Problem to work on:
Set down each record exactly as written.

Stored records:
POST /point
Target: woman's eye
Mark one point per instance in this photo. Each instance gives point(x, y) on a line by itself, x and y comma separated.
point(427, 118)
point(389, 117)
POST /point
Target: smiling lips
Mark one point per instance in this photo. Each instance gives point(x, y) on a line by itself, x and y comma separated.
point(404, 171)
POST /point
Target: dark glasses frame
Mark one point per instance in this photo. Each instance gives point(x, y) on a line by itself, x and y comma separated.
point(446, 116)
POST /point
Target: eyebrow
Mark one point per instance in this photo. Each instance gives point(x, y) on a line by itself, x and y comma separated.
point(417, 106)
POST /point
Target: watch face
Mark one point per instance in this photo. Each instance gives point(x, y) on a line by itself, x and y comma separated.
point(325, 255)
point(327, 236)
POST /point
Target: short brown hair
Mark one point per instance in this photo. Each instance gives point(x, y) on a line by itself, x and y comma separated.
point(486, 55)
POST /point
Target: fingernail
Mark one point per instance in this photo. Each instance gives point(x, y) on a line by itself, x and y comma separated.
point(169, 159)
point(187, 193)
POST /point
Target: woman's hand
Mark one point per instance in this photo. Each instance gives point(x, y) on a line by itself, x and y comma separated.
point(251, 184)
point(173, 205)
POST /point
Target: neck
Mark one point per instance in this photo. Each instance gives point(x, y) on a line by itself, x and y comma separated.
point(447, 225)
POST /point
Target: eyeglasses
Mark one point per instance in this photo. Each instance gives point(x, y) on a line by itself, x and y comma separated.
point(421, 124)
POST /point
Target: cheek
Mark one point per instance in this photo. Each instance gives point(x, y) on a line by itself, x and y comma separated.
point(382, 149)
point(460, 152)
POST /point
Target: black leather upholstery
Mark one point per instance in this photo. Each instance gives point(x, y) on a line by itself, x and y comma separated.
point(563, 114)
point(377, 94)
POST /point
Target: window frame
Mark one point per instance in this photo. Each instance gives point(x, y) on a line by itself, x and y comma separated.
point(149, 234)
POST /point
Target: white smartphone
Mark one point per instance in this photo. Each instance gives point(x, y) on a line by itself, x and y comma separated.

Worked answer:
POST /point
Target: woman's eye
Mark one point per instance in this photo. Each instance gives point(x, y) on a line by itself, x and y comma separated.
point(427, 118)
point(389, 117)
POST /point
Target: smiling lips
Mark one point per instance in this photo. Each instance gives point(x, y) on a line by itself, x and y comma separated.
point(404, 171)
POST /point
Target: dark glasses frame
Mark one point per instance in this photo. Each instance gives point(x, y) on a line by itself, x and y comma separated.
point(446, 116)
POST /point
Target: eyebrow
Mark one point per instance in this photo. Each instance gives point(x, y) on a line by itself, x and y comma separated.
point(417, 106)
POST /point
Target: watch face
Mark one point per instance in this photo. Each instance gives point(x, y) on a line by itself, x and y comma separated.
point(325, 255)
point(327, 236)
POST /point
Target: short brown hair
Mark one point per instance in this photo. Each instance gives point(x, y) on a line by itself, x and y comma separated.
point(486, 55)
POST /point
Target: fingernail
Mark one point per instance in this photo. Each instance gives point(x, y) on a line by itself, x and y comma separated.
point(169, 159)
point(187, 193)
POST /point
Target: woman's hand
Mark one point per instance in this photo. Each instance gives point(x, y) on a line by itself, x and y comma separated.
point(251, 184)
point(173, 205)
POST /point
Target: neck
Mark one point per instance in this photo. Each instance gives point(x, y) on a line by itself, x and y comma separated.
point(447, 225)
POST /point
Target: eyeglasses
Mark one point per instance in this photo. Each instance gives point(x, y) on a line by itself, x and y comma separated.
point(421, 124)
POST /point
Target: cheek
Mark one point per instance in this photo. Each instance gives point(x, y) on a line by itself, x and y comma separated.
point(382, 149)
point(460, 152)
POST /point
Target: black leather upholstery
Mark one point per instance in this photo. Each instance gives point(x, y) on a line by itself, x and y comma separated.
point(563, 114)
point(377, 94)
POST /point
Target: window frame
Mark one point per instance in this photo. Each instance gives point(x, y) on a line by itself, x and y comma separated.
point(149, 234)
POST /point
Target: white smartphone
Mark one point per instance in this photo. Each instance gives point(x, y) on a line by itself, x and y comma separated.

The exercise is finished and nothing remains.